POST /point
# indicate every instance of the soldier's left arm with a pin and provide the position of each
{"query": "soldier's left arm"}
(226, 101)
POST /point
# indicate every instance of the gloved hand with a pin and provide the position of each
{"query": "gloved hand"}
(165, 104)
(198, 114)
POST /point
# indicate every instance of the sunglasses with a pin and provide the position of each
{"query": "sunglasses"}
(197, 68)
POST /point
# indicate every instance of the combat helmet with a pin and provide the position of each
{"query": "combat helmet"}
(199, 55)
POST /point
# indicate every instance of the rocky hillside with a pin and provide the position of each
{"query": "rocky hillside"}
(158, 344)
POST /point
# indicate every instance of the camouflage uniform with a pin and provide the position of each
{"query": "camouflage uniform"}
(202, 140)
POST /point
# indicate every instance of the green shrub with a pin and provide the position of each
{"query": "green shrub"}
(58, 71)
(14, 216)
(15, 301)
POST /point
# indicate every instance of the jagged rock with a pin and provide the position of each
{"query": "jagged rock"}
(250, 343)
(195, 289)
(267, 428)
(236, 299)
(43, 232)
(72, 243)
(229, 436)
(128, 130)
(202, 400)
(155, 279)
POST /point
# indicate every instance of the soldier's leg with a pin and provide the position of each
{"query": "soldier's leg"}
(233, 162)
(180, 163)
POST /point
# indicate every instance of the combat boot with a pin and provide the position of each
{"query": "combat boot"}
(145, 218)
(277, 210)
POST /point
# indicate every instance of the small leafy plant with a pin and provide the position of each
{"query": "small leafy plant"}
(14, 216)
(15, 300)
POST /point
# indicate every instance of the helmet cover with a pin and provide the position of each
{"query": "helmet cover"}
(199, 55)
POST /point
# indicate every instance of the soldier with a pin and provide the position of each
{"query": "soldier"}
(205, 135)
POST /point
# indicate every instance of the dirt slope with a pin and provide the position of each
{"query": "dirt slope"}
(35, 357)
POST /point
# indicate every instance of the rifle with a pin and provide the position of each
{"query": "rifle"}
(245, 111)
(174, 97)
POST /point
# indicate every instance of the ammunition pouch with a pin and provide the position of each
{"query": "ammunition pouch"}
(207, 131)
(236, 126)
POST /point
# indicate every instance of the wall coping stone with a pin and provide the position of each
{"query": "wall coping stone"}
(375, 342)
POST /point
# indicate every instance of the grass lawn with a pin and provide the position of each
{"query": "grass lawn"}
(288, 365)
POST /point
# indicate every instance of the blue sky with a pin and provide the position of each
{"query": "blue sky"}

-*-

WHAT IS EXPECTED: Every entry should be printed again exactly as written.

COMPLETE OUTPUT:
POST /point
# indicate every instance of the soldier's left arm with a pin and provide the position of each
{"query": "soldier's left arm"}
(226, 101)
POST /point
# indicate every instance of the gloved hand with a pin and provide the position of each
{"query": "gloved hand"}
(165, 104)
(198, 114)
POST /point
# indicate every instance of the sunglasses with a pin and provide the position of each
{"query": "sunglasses"}
(197, 68)
POST /point
# indicate every instance of the combat helmet with a pin and provide the position of each
{"query": "combat helmet"}
(199, 55)
POST /point
# indicate every instance of the rocky hillside with a pin and provide the position of each
{"query": "rocky hillside"}
(158, 344)
POST /point
# indicate every instance of the camouflage uniform with a pin and provide the position of each
{"query": "camouflage uniform"}
(202, 140)
POST /point
# indicate every instance of the green shrub with a pin and provide the position of each
{"query": "green shrub"}
(58, 71)
(14, 216)
(15, 301)
POST /point
# indicate every instance of the jagged rock with a pin and provide the position of each
{"query": "jagged rock"}
(250, 343)
(195, 289)
(267, 428)
(236, 299)
(43, 232)
(72, 243)
(229, 436)
(128, 130)
(202, 400)
(155, 279)
POST /point
# indicate every instance of the soldier's leg with a pin and provide the position of each
{"query": "soldier's leg"}
(233, 162)
(180, 163)
POST /point
# indicate every instance of the combat boot with a pin and provide the position of each
{"query": "combat boot"}
(145, 218)
(277, 210)
POST /point
# indicate every instance of the small leafy plant with a pin and provide the position of each
{"query": "small leafy plant"}
(14, 216)
(15, 300)
POST /point
# indicate every instance of the helmet cover with a pin and provide the position of each
{"query": "helmet cover"}
(199, 55)
POST /point
# indicate every instance of the soldier with a pin and provide the position of each
{"query": "soldier"}
(205, 135)
POST /point
# indicate every instance of the dirt slope with a pin and provide the position of each
{"query": "dirt slope"}
(35, 357)
POST /point
# indicate every instance of the rifle with a pin and provide the position of each
{"query": "rifle"}
(245, 111)
(174, 97)
POST /point
# indicate every instance of the ammunition pouch with a pin and provide the position of each
{"query": "ammunition pouch"}
(207, 131)
(236, 126)
POST /point
# indicate every instance of the wall coping stone with a pin and provide the position of each
{"query": "wall coping stone"}
(375, 342)
POST /point
# indicate every instance of the grass lawn with a pin and provide the position of each
{"query": "grass lawn"}
(288, 365)
POST /point
# indicate every instance of the blue sky with a pin and provide the position of each
{"query": "blue sky"}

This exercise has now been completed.